● Recorded information:
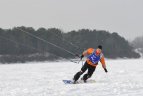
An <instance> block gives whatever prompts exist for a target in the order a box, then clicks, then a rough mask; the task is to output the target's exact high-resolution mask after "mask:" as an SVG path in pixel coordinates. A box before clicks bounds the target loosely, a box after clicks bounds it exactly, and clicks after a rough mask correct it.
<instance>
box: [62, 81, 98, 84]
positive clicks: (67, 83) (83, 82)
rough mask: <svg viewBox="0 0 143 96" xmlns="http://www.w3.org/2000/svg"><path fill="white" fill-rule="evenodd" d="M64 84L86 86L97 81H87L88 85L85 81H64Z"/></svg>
mask: <svg viewBox="0 0 143 96" xmlns="http://www.w3.org/2000/svg"><path fill="white" fill-rule="evenodd" d="M63 82H64V84H86V83H95V82H96V81H95V80H87V81H86V83H85V82H84V81H83V80H79V81H77V82H76V83H74V82H73V80H63Z"/></svg>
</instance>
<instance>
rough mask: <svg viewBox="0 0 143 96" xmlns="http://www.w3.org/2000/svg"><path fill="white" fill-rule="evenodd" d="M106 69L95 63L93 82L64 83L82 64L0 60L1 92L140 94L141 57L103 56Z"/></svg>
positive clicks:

● What you need to do: Everything in the listing above must be restated word for word, except the images.

● Reply to the exercise:
An <instance> block gives whatever prompts exist for a target in the order a box, then clicks, then a rough mask; the task is to output the target's exact high-resolution mask after "mask:" as an SVG path in pixel coordinates. A box before clicks bounds the target loosely, a box after clicks bounds it exactly, and clicks after a rough mask correct it.
<instance>
box: [62, 81, 98, 84]
positive clicks: (67, 83) (83, 82)
rough mask: <svg viewBox="0 0 143 96" xmlns="http://www.w3.org/2000/svg"><path fill="white" fill-rule="evenodd" d="M64 84L86 86L97 81H87L88 85L85 81H64Z"/></svg>
mask: <svg viewBox="0 0 143 96" xmlns="http://www.w3.org/2000/svg"><path fill="white" fill-rule="evenodd" d="M63 82H64V84H86V83H95V82H96V81H95V80H87V81H86V83H85V82H84V81H83V80H79V81H77V82H76V83H74V82H73V80H63Z"/></svg>
</instance>
<instance>
rough mask: <svg viewBox="0 0 143 96" xmlns="http://www.w3.org/2000/svg"><path fill="white" fill-rule="evenodd" d="M106 69L95 63L93 82L64 83L82 64L0 60L1 92L140 94L141 57L103 56Z"/></svg>
positive clicks:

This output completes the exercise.